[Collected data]
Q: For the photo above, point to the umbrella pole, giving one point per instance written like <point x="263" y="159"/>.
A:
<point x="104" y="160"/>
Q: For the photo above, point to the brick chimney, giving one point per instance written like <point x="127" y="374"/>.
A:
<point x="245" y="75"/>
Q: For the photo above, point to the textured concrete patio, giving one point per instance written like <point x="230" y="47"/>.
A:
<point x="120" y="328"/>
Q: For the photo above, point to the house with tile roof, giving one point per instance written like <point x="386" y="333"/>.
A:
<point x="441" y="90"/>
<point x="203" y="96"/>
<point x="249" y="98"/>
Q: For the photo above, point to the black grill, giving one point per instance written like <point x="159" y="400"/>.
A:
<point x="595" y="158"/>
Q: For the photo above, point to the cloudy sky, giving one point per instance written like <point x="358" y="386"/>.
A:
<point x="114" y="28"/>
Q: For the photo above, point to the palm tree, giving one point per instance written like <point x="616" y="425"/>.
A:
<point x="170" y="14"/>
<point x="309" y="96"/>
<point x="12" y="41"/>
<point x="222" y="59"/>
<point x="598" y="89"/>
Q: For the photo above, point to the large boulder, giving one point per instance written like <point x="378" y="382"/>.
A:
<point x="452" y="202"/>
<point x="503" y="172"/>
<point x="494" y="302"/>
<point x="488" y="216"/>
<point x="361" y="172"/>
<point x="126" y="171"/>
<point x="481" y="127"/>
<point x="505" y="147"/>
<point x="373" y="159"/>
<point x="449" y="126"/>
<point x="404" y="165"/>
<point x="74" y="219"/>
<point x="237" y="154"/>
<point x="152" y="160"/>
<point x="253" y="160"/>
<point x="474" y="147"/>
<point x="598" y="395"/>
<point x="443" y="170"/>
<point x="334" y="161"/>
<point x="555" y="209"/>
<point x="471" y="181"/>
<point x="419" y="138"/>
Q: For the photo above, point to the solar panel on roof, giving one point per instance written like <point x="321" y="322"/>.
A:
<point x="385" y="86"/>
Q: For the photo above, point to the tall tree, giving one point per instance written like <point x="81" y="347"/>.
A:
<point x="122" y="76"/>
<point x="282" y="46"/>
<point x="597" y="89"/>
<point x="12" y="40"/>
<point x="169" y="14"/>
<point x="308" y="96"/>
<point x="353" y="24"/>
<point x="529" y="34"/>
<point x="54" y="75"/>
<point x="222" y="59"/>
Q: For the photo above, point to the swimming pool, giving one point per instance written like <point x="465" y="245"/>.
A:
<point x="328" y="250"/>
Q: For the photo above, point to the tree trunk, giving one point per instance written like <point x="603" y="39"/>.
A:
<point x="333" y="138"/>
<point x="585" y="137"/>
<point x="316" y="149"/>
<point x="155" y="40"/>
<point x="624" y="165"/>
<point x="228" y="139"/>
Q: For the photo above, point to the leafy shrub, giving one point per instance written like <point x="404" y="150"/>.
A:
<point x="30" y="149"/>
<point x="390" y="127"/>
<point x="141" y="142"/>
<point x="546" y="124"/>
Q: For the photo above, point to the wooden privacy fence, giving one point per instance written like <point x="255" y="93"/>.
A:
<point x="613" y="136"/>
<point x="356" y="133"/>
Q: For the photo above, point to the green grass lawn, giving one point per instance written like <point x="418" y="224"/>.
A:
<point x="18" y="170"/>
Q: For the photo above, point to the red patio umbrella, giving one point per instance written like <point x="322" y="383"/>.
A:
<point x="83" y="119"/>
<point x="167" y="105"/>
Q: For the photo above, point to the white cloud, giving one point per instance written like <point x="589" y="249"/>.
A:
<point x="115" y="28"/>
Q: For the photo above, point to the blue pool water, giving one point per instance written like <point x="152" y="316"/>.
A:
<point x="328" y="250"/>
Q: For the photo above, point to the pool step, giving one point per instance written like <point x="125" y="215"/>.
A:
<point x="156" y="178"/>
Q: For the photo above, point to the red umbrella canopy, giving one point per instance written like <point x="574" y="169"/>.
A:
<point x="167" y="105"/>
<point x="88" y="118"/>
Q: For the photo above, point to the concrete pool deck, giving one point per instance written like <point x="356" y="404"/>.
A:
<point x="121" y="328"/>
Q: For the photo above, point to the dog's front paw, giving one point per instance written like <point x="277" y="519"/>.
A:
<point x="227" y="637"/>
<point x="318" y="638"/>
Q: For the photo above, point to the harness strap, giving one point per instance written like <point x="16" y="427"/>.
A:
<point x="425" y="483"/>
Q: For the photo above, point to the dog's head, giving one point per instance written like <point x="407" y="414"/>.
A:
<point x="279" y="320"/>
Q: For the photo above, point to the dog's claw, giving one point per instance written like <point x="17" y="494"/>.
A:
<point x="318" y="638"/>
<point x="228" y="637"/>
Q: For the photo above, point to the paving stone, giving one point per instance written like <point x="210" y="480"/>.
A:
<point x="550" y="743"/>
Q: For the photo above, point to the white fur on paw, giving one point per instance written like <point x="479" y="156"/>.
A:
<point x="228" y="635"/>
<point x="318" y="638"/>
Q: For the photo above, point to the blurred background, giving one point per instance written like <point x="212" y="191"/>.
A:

Task to complete
Give the entries again exactly, every one.

Answer area
Q: For the photo above, point to the umbrella pole, giving one point per instance written like <point x="263" y="159"/>.
A:
<point x="104" y="160"/>
Q: For the photo above, point to the brick chimney, giving one point per instance written like <point x="127" y="374"/>.
A:
<point x="245" y="75"/>
Q: For the photo above, point to the textured concrete patio, giving one point per instance written like <point x="230" y="47"/>.
A:
<point x="120" y="328"/>
Q: For the photo above, point to the house with tile roof, giving one point per instance written like <point x="386" y="333"/>.
A:
<point x="441" y="90"/>
<point x="203" y="96"/>
<point x="249" y="98"/>
Q: For the photo above, point to the black grill, giving one point per instance written like <point x="159" y="400"/>.
A:
<point x="595" y="158"/>
Q: For the photo above, point to the cloudy sky, giving one point per instance written like <point x="358" y="386"/>.
A:
<point x="114" y="28"/>
Q: For the photo above, point to the palm tree, giving one point per instance written like <point x="616" y="425"/>.
A:
<point x="170" y="14"/>
<point x="309" y="96"/>
<point x="12" y="41"/>
<point x="222" y="59"/>
<point x="598" y="89"/>
Q: For the photo above, point to the large boulder, giving one point per instance written like <point x="378" y="382"/>.
A:
<point x="452" y="202"/>
<point x="503" y="172"/>
<point x="494" y="302"/>
<point x="488" y="216"/>
<point x="361" y="172"/>
<point x="126" y="171"/>
<point x="481" y="127"/>
<point x="505" y="147"/>
<point x="373" y="159"/>
<point x="449" y="126"/>
<point x="404" y="165"/>
<point x="74" y="219"/>
<point x="237" y="154"/>
<point x="152" y="160"/>
<point x="253" y="160"/>
<point x="474" y="147"/>
<point x="598" y="395"/>
<point x="443" y="170"/>
<point x="334" y="161"/>
<point x="555" y="209"/>
<point x="471" y="181"/>
<point x="419" y="138"/>
Q: For the photo above, point to the solar panel on roof, giving one point per instance written like <point x="321" y="322"/>.
A:
<point x="385" y="86"/>
Q: For the photo above, point to the tall tree, giving one point per instance written like <point x="81" y="347"/>.
A:
<point x="122" y="76"/>
<point x="282" y="46"/>
<point x="597" y="89"/>
<point x="12" y="40"/>
<point x="169" y="14"/>
<point x="308" y="96"/>
<point x="353" y="24"/>
<point x="529" y="34"/>
<point x="54" y="75"/>
<point x="222" y="59"/>
Q: For the photo above, point to the swimming pool, giving one point per instance written like <point x="465" y="245"/>.
A:
<point x="328" y="250"/>
Q: For the photo above, point to the tree trunk, giving one point per instance written like <point x="603" y="39"/>.
A:
<point x="333" y="138"/>
<point x="585" y="137"/>
<point x="316" y="149"/>
<point x="155" y="40"/>
<point x="624" y="165"/>
<point x="228" y="139"/>
Q: For the photo above, point to the leafy shrub, giving one point per instance written like <point x="404" y="150"/>.
A:
<point x="30" y="149"/>
<point x="390" y="127"/>
<point x="141" y="142"/>
<point x="546" y="124"/>
Q: For the photo above, point to the wooden privacy fence, giving one point per instance written like <point x="255" y="93"/>.
A:
<point x="613" y="136"/>
<point x="356" y="133"/>
Q: For the photo above, point to the green grass lawn, giving one point per instance written like <point x="418" y="224"/>.
A:
<point x="18" y="170"/>
Q: For the photo above, point to the red patio umbrella, giving one point per instance written like <point x="322" y="383"/>.
A:
<point x="83" y="119"/>
<point x="167" y="105"/>
Q: For the photo above, point to the white cloud, giving one point per instance written like <point x="589" y="249"/>.
A:
<point x="115" y="28"/>
Q: For the photo above, point to the blue pool water, giving one point per instance written like <point x="152" y="316"/>.
A:
<point x="328" y="250"/>
Q: For the photo above, point to the pool step, giving one point per instance written like <point x="125" y="215"/>.
A:
<point x="156" y="178"/>
Q: For the photo above, point to the red umbrella canopy, giving one point per instance written like <point x="574" y="169"/>.
A:
<point x="167" y="105"/>
<point x="88" y="118"/>
Q: For the photo above, point to the concrete pool deck, giving one point per instance written like <point x="356" y="404"/>.
A:
<point x="121" y="328"/>
Q: For the photo above, point to the dog's front paw, giving one point per instance written like <point x="277" y="519"/>.
A:
<point x="227" y="637"/>
<point x="318" y="638"/>
Q: For the photo above, point to the harness strap, giving one point per instance written like <point x="16" y="427"/>.
A:
<point x="425" y="483"/>
Q: For the photo above, point to the dog's head, giving one point per instance written like <point x="407" y="414"/>.
A:
<point x="279" y="320"/>
Q: For the photo above, point to the dog's claw, giving one point per instance written like <point x="17" y="494"/>.
A:
<point x="318" y="638"/>
<point x="228" y="637"/>
Q: For the photo above, point to the paving stone, giving one point per instance written like <point x="210" y="480"/>.
A:
<point x="550" y="743"/>
Q: For the photo above, point to the white fur on paw, giving one point per instance written like <point x="479" y="156"/>.
A:
<point x="228" y="635"/>
<point x="318" y="638"/>
Q: For the photo above, point to the blurred background, giving one point per instance written like <point x="212" y="191"/>.
A:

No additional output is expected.